[START OF Page]

Want to know what a superior system might be? Have your options influenced by your in-game alignment. The more evil you are, the more subtle and diabolical your choices become. The more good you are the less and less self-centered they are. Thus, you'll have a chance to graduate from petty evil to real evil over the course of the game.

Really, what you need are four alignments. Good, Evil, Neutral, and Violent Stupid. This would help encompass all the kinds of choices people make in a game, because honestly, does anyone ever choose those odd middle-of-the-road responses anyway? We know people answer questions according to alignment or reward, or when it's part of a puzzle. Play with that by making the options a little more pertinent. Violent Stupid will sub in for both good and evil "kill everyone!" solutions to problems. Combining Good with Violent Stupid can make you just as much of a threat as Evil and Violent Stupid, where you go around hacking homeless people up with a chainsaw for a few gold. A single quest might have several branching points where you can pick up some good points, some violence points, and maybe some neutral points and still come out 'good', but it would make for a more nuanced game overall if people knew to respond to your character's Motivation (good, evil, neutral) as well as if or if not they blow away everything they see. Adding 'pacifist' in there isn't necessary, since you can just make violence a single sliding scale from zero to awesome, with only Master Chief and HK-47 comfortable talking to you at the high end of violent.

Instead of asking about the ethics, let's ask how players choose to solve problems--doesn't really matter what it is. Let's take the standard example of a Village asking the player for Help with some raiders, which seems to be a Good-aligned task. His village is peaceful and they have only simple weapons, so he asks you to got to their cave and shoot them, saving the hostage they took, and supplies you a map of the dangerously rugged area. There's four basic ways to engage a problem in a game:

Cooperatively, in that you agree to help and help them without asking for generous compensation, or find the way that helps the most people. You find the raiders deal in human trafficing and the village elder was complicit until he demanded a bigger cut and was refused. He threatened them, so they took a mother of four as hostage, and then he hired you. So you take out the raiders to insure no more people get put through slavery and rape, bring back the hostage, and let the village try the elder for his crimes. Everyone wins, minimum of death, and you might even loose some more money than you gain by helping a would-be slave get back to her far-flung village after freeing the rest. When you get there they have all sorts of problems too, and you end up mostly broke but talked about and known far-and-wide through the tribal lands and the patchwork of stories past by slaves and sex workers of the world as a hero who eats evil and craps justice, and works for free. A variety of slavers decide to leave the region just to avoid you entirely, and you occasionally come across their abandoned camps.

[END OF Page]

Required work:
(a) What four alignments does the post on game alignment propose?
(b) Carry the post on game alignment forward, starting right after its last sentence.
The data that follows is not needed for these tasks.

[START OF Data extract]

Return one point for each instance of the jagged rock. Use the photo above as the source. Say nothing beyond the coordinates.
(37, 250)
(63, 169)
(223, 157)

[END OF Data extract]

Outputs:
(a) Good, Evil, Neutral, and Violent Stupid.

(b)
Manipulatively, in that you agree to help but find a way to screw them over for more profit in a way that has the greatest long-term benefits. You find the raiders and when they tell you their story, you shake them down for some protection money in exchange for not killing them. You ask for more than they can afford and agree to a payment plan instead, offering to show them a place they'll more easily be able to conduct their business in peace. They give you the hostage agree to pay you smaller amounts over time, and leave open the possibility of working with them in the future after they set up camp where you said to prey on some tribals. You go back to the elder and tell him you killed the raiders and rescued the hostage, but learned what he was up to, and so did the hostage. You bring her in and she agrees to keep quiet if the elder gives her some money so she can finally move to a nicer city and start a life--she's got no idea what you actually did to the raiders. The elder agrees to all of your terms, and hers, and everyone goes back to living peacefully. You now have a lady who likes you and owes you favors, an elder who knows you could get him arrested and hanged, and some slavers who think you're a half-decent hardass who might be good to go into business with.

Reluctant, in that you either turn the mission down and move on, or you do the least amount of work for a fair price and don't ask questions. This is a legitimate path, it just makes you more neutral, and not in a 'balance of light and dark extremes' sort of way like in KotOR, but as in your prime motivating principle being reason and not ethics. If it's simple, you'll do it for cheap. If it's hard, you may not do it at all unless they agree to pay you fairly or there's a good motivating factor. You agree to help, but won't agree to go in and save them. Instead you propose to help the villagers plan an ambush, and bait the raiders into it by agreeing to pay the ransom. If you had played the other plotlines you'd know there's no ransom, so the message that he sends them seems more cryptic than your standard "I got your money" response but whatev', not your job. The raiders come to complete business, you shoot them all dead in a quick fight that gets some of the villagers shot, but the hostages are free and the village learned the hard way about the real world. On subsequent visits the village gets more hostile to outsiders, but they actually start stocking weapons and ammo in the store, which is helpful even if the prices are a tad high.

Violently Stupid, in which reason and morality take a backseat to the "Nobody tells me what to do" machismo idiot option, and the solution is always bullets, except when it's stabbing, or punching childen with a powersuit fist. You don't agree to help, and demand he give you the money now so you can see he's legit. He gives you the map, and asks you for help. You shoot everyone, and then go to the cave, shoot everyone there too. Since the freed tribal speaks an odd language you can't understand her silly gibberish since wat the hell this iz ameica wut she speeking other ppl languges 4?! Or conversely, you agree to go and then shoot everyone at the cave before anyone can talk to you, like some sort of bullet-spitting avenging angel of blind justice. It goes both ways. Regardless of which, you basically end the plot right there because everyone is dead.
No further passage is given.